#### Exercise instructions:
1: List every Muni bus route that the San Francisco transit discussion identifies by number, along with the street name given for each.
2: Reproduce the San Francisco transit discussion from "Everyone can form" to "not being enforced.".
3: Proceed with the San Francisco transit discussion, writing on from its final sentence.

But also too, packed with junkies who, at best, behave erratically and at worse assault randoms.

Taking the bus around sf makes it immediately clear why (not all, but most) people who have options choose them.


Honestly, there aren't that many crazy people on the SF Muni/busses. The detractor for taking these services is speed and frequency.

Even factoring in parking, traffic, and bus lanes, it's much faster to drive within SF than take the bus. Stopping every 2 blocks and missing every other green light kills throughput.

My local bus stop to connect to BART supposedly had service every 20 mins, but often a bus would be out of service and the wait would be 30-40 minutes. Unless a bus was right there, it was faster to walk.


The crazy people depend a lot on routes, the part of the city, and the time of day. E.g. the 1 (Sacramento St/California St) is basically fine all the time. The 38 (Geary) and 14 (Mission) are OK during the commute rush since they are packed full of commuters, but outside of those times, you will eventually see all kinds of unsocial behavior (shouting, fights, defecation, etc.), especially closer to civic center/tenderloin/mission.

You don't need that many crazy people on SF Muni/buses for it to cause a problem for everyone else who might want to take a bus.

But yeah the fact that it's often faster to walk (and definitely faster to take a bike/scooter) is also an issue.


Learning that it was almost always faster to walk from 4th and King to my place in the TL in the three hour period around "rush hour", and often faster late at night -depending on how out of sync the bus and Caltrain arrival times were- was lifechanging in a couple of ways.

Because of Muni's inability to stick to schedule, [0] the Nextbus displays are absolutely essential for making the "Do I walk, or do I wait?" decision. I hate stops that don't have them.

It's a damn shame that the city didn't build many more subway lines during the boom times.

[0] Granted, it's not entirely their fault; they have to contend with SF traffic, too.


> Honestly, there aren't that many crazy people on the SF Muni/busses. The detractor for taking these services is speed and frequency.

Everyone can form their own opinion on the acceptable number of visibly intoxicated people they’d like to encounter. That said, my understanding of the law is that the correct number is zero. So seeing more than zero is an indication that laws are not being enforced.

#### Data rows:

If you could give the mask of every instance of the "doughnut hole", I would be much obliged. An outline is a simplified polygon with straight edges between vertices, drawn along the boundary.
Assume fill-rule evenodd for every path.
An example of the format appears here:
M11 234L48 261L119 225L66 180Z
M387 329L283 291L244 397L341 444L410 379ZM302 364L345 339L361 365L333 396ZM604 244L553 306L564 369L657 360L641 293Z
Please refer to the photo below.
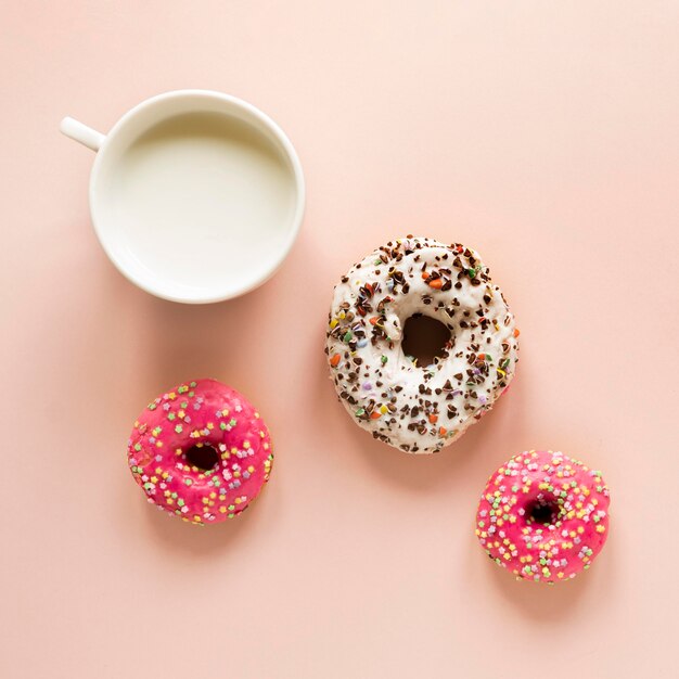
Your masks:
M209 472L219 464L219 453L209 444L191 446L184 456L191 466L197 466L202 472Z
M538 498L526 505L526 523L553 526L560 517L561 508L555 499Z
M435 318L413 313L403 323L401 348L406 356L412 356L420 366L428 366L437 358L444 358L452 341L450 329Z

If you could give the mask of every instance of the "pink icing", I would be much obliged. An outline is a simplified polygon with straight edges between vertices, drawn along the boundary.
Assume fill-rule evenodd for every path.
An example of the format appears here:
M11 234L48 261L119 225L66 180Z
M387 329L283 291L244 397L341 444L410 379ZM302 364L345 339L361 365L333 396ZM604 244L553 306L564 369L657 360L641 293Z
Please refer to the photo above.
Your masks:
M191 463L187 452L196 449L214 456L214 467ZM180 384L158 396L128 441L130 470L149 501L195 524L245 510L268 481L272 459L259 413L216 380Z
M600 472L562 452L523 452L488 481L476 514L487 554L516 576L555 582L589 568L608 533Z

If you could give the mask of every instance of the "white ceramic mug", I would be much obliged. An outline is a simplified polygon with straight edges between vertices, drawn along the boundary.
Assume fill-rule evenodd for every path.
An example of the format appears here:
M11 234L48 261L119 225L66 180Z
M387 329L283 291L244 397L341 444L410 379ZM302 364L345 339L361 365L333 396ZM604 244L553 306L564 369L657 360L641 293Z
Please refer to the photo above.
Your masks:
M297 154L255 106L220 92L178 90L128 111L108 134L64 118L97 151L90 212L118 270L146 292L202 304L265 282L304 214Z

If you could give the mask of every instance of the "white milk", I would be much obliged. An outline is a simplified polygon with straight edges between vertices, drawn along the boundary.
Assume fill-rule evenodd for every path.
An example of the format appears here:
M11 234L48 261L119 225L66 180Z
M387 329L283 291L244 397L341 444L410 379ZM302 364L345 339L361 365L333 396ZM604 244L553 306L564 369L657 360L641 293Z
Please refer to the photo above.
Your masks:
M120 153L107 181L127 256L188 289L274 260L294 218L294 176L278 142L216 113L151 128Z

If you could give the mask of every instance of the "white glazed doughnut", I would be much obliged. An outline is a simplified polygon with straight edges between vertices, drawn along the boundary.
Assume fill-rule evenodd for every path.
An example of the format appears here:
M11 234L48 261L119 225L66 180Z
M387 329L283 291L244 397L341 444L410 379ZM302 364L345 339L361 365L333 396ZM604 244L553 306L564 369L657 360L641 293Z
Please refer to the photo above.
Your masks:
M408 318L451 338L430 366L401 348ZM342 277L325 353L340 399L362 428L407 452L437 452L490 410L514 376L518 331L477 253L407 236Z

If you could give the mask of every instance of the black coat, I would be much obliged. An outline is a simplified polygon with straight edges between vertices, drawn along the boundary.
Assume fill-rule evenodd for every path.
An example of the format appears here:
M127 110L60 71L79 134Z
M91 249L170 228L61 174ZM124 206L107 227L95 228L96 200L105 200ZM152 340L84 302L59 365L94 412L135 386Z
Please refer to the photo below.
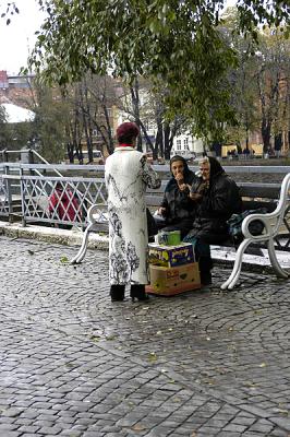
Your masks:
M198 191L202 178L193 184L192 191ZM225 172L210 177L209 187L196 202L195 220L190 235L208 244L219 244L229 236L227 221L233 213L242 211L239 187Z

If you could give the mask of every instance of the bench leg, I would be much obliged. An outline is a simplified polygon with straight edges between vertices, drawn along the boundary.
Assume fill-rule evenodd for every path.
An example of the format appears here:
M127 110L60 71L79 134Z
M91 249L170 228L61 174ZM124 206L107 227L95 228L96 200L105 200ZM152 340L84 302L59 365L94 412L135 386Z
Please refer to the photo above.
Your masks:
M243 253L246 249L246 247L251 244L251 240L249 238L244 239L235 253L235 260L234 260L234 264L233 264L233 269L232 272L229 276L229 279L223 282L223 284L220 285L221 290L232 290L234 287L234 285L237 284L241 270L242 270L242 261L243 261Z
M273 238L270 238L268 240L267 246L268 246L269 260L270 260L271 267L273 267L277 277L287 279L289 276L289 274L279 264L279 261L277 259L277 255L275 251Z
M88 240L89 229L90 229L90 226L88 226L85 229L82 246L81 246L78 252L76 253L76 256L71 260L71 262L70 262L71 264L78 264L85 258L86 250L87 250L87 240Z

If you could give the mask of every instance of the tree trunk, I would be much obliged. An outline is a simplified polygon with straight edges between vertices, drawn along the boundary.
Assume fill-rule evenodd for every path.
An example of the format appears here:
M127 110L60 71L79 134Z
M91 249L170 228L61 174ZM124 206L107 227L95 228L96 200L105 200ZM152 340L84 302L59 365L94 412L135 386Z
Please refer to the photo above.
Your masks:
M263 117L261 132L263 138L263 151L265 153L267 153L268 149L270 147L270 129L271 123Z

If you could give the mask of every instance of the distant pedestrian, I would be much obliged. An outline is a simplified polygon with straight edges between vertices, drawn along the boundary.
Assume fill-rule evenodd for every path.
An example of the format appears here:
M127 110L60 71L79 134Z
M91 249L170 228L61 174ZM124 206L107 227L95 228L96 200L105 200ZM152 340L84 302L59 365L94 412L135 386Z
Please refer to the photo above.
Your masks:
M147 276L146 187L161 181L146 155L135 150L140 130L133 122L117 129L118 146L106 160L109 214L109 279L111 300L123 300L130 284L132 300L145 300Z

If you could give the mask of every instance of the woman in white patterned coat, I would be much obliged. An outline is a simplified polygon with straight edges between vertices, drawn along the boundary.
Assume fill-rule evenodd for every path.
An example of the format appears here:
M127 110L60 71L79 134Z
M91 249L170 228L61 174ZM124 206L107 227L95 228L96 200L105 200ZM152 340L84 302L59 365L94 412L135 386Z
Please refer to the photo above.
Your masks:
M135 150L140 131L124 122L117 129L118 146L106 160L105 180L109 213L109 277L111 300L123 300L131 284L132 300L145 300L147 276L146 187L159 188L160 179Z

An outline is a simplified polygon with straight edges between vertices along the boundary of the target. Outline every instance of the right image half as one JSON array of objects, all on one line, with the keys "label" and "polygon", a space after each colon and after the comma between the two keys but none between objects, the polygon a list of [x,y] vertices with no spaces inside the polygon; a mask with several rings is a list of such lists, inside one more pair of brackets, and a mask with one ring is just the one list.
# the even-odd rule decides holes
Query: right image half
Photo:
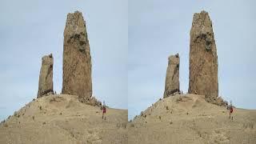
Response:
[{"label": "right image half", "polygon": [[253,1],[129,1],[128,143],[256,143]]}]

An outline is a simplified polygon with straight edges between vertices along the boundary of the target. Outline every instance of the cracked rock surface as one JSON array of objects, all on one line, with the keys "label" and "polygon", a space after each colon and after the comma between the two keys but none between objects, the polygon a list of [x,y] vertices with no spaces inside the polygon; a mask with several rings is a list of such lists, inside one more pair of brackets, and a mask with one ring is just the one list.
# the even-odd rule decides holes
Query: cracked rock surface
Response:
[{"label": "cracked rock surface", "polygon": [[218,95],[218,56],[212,22],[207,12],[194,14],[190,30],[190,94]]},{"label": "cracked rock surface", "polygon": [[43,56],[39,75],[38,98],[54,92],[53,66],[54,58],[52,54]]},{"label": "cracked rock surface", "polygon": [[164,98],[179,92],[179,57],[178,54],[168,58]]},{"label": "cracked rock surface", "polygon": [[64,30],[62,94],[92,96],[91,57],[86,23],[79,11],[68,14]]}]

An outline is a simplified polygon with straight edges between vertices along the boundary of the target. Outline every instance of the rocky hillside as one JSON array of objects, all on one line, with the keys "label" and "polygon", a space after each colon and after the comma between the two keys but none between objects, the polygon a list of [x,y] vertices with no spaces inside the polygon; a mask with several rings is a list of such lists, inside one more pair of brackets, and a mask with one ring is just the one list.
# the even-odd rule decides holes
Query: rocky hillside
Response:
[{"label": "rocky hillside", "polygon": [[33,100],[0,124],[0,143],[127,143],[127,110],[55,94]]},{"label": "rocky hillside", "polygon": [[183,94],[159,100],[128,124],[129,143],[255,143],[256,110],[225,106],[204,96]]}]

#### Responses per task:
1:
- 1 (Sacramento St/California St)
- 38 (Geary)
- 14 (Mission)

2:
Everyone can form their own opinion on the acceptable number of visibly intoxicated people they’d like to encounter. That said, my understanding of the law is that the correct number is zero. So seeing more than zero is an indication that laws are not being enforced.

3:
People can debate whether particular laws regarding drug use are justified. However, if enforcement itself is optional, one might reasonably question whether that applies to other, less controversial laws as well.


Like the law that makes it illegal for presidents and wealthy people to do pedophilia. That one's not enforced.

What is the correct number of crazy people you think you should meet on the bus?

> What is the correct number of crazy people you think you should meet on the bus?

As many as you'd expect to meet given how many choose to use the bus to go somewhere.

Retorts:

"Buses shouldn't be mobile homeless shelters." Sure, I agree. But I also agree that someone who has paid their fare and isn't disrupting the safe operation of the bus is entitled to ride the bus. If I want to purchase a ticket and sit my ass down for an hour and a half [0] to watch the city go by, then -assuming there's a seat available for my ass- I'm entitled to do that.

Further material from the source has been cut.